WRITTEN INSTRUCTION
Copy out the part of the data below that opens with the line containing "Reviewer note: every instance of the stadium" and closes with the line containing "[[322, 169]]", keeping both of those lines and leaving out the picture.

Photo-based point labeling data
(begin)
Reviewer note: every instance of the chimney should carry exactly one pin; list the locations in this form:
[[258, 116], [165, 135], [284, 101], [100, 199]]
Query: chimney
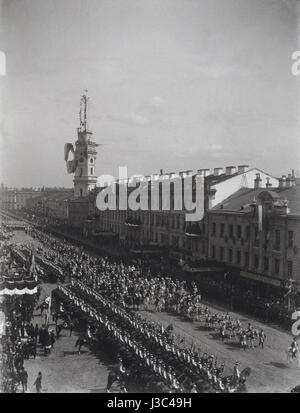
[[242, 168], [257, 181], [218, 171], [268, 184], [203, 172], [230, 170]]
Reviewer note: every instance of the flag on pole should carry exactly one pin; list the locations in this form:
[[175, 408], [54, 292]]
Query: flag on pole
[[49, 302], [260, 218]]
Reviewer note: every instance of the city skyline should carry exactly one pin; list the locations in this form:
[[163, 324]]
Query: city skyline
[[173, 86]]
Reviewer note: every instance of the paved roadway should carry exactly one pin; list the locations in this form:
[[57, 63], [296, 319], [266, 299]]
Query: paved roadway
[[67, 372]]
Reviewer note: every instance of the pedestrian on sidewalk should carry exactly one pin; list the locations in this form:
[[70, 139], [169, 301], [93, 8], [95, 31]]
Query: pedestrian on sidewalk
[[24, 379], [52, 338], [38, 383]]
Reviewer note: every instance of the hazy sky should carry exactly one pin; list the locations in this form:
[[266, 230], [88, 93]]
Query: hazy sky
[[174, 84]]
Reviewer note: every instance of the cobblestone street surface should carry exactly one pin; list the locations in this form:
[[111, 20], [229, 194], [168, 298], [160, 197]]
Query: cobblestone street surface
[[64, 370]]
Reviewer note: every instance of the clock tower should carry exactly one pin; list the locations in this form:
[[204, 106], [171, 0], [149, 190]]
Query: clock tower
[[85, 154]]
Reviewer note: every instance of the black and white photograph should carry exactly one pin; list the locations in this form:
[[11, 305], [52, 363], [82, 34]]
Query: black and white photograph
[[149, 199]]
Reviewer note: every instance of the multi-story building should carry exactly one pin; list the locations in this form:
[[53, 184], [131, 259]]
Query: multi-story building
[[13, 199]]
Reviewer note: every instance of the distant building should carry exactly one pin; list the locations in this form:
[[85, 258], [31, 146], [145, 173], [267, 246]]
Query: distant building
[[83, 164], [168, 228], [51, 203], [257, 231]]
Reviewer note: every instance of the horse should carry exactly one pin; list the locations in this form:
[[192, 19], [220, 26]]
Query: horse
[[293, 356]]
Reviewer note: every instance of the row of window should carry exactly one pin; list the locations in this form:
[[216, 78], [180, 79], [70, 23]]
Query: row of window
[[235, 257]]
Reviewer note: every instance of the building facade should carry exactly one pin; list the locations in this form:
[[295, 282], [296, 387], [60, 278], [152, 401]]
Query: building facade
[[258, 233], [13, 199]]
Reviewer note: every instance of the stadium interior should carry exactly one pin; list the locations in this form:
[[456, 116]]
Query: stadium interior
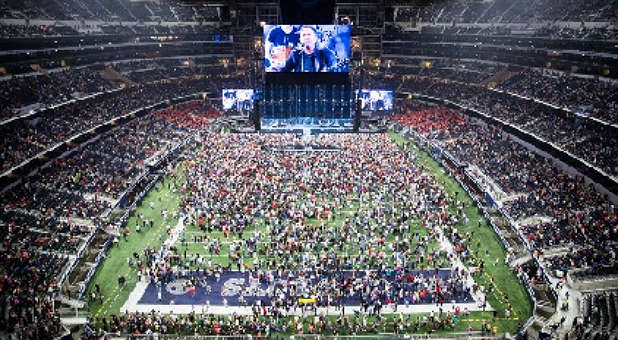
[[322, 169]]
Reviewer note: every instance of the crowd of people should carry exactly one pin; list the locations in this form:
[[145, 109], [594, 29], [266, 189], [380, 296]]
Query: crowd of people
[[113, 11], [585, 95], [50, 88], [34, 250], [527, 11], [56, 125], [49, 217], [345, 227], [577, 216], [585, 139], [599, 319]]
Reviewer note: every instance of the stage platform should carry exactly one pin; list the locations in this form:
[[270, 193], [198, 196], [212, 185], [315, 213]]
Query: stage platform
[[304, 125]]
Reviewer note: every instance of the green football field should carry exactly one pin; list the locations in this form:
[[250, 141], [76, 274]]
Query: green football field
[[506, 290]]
(end)
(begin)
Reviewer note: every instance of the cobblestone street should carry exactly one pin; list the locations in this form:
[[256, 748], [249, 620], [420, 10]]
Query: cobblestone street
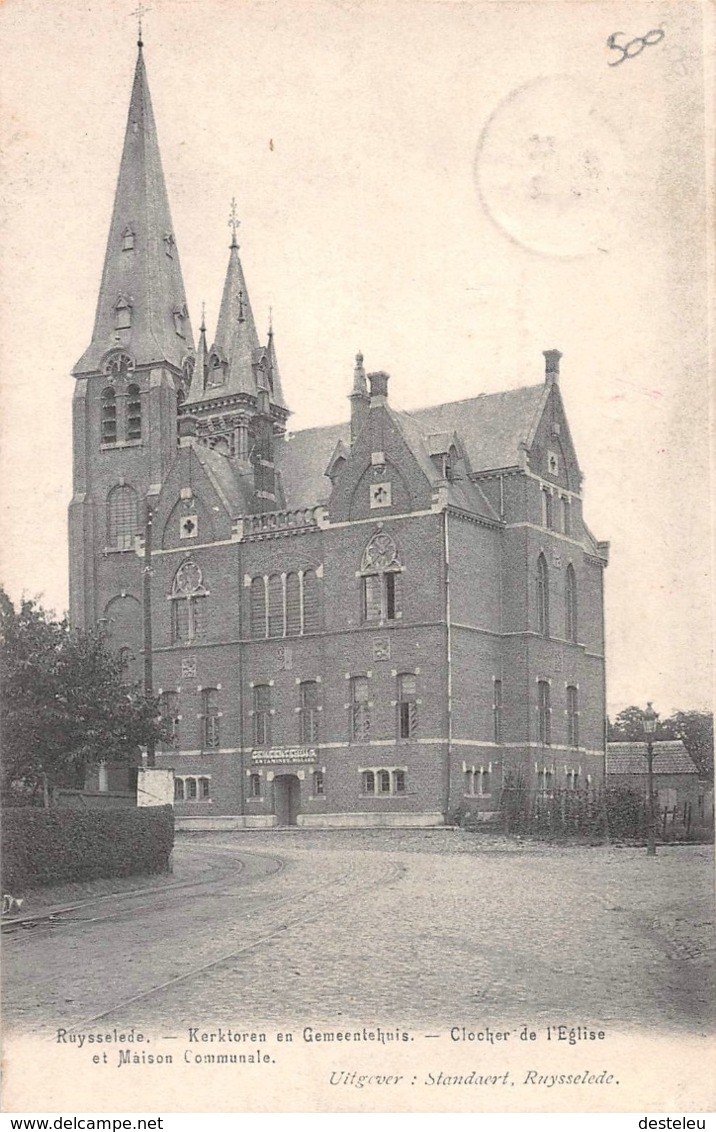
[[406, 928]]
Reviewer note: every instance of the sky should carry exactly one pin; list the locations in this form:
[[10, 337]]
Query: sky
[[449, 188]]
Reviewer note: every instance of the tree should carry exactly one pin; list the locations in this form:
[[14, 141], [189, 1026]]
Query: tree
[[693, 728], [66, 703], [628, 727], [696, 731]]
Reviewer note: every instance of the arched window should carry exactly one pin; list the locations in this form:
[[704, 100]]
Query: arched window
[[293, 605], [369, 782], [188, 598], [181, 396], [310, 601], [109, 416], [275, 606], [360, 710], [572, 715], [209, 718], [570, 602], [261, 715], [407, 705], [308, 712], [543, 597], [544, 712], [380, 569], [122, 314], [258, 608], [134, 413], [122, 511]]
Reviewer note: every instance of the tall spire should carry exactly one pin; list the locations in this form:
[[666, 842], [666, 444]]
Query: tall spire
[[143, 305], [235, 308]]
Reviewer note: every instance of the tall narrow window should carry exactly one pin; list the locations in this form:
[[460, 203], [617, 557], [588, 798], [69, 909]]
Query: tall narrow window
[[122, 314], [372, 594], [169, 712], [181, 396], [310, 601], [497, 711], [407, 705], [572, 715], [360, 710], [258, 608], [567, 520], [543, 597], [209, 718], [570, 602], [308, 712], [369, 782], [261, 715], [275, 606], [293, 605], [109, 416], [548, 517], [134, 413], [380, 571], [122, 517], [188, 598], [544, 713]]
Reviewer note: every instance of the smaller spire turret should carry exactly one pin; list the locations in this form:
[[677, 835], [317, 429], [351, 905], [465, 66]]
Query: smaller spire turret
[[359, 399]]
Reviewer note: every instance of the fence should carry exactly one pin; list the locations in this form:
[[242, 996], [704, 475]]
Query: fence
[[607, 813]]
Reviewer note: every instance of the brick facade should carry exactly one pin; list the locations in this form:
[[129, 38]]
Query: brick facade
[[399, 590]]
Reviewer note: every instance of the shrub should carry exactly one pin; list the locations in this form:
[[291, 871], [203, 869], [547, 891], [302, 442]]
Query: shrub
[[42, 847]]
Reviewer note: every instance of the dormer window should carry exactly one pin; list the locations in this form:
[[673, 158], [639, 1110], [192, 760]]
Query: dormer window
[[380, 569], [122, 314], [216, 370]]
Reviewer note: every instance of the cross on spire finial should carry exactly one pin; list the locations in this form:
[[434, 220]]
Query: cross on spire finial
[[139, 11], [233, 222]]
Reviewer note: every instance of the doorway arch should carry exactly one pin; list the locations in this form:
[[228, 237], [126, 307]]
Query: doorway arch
(end)
SOLVED EXERCISE
Reviewer note: every instance of the stadium interior should carry exactly one pin; list the locations in this form:
[[456, 116]]
Query: stadium interior
[[322, 169]]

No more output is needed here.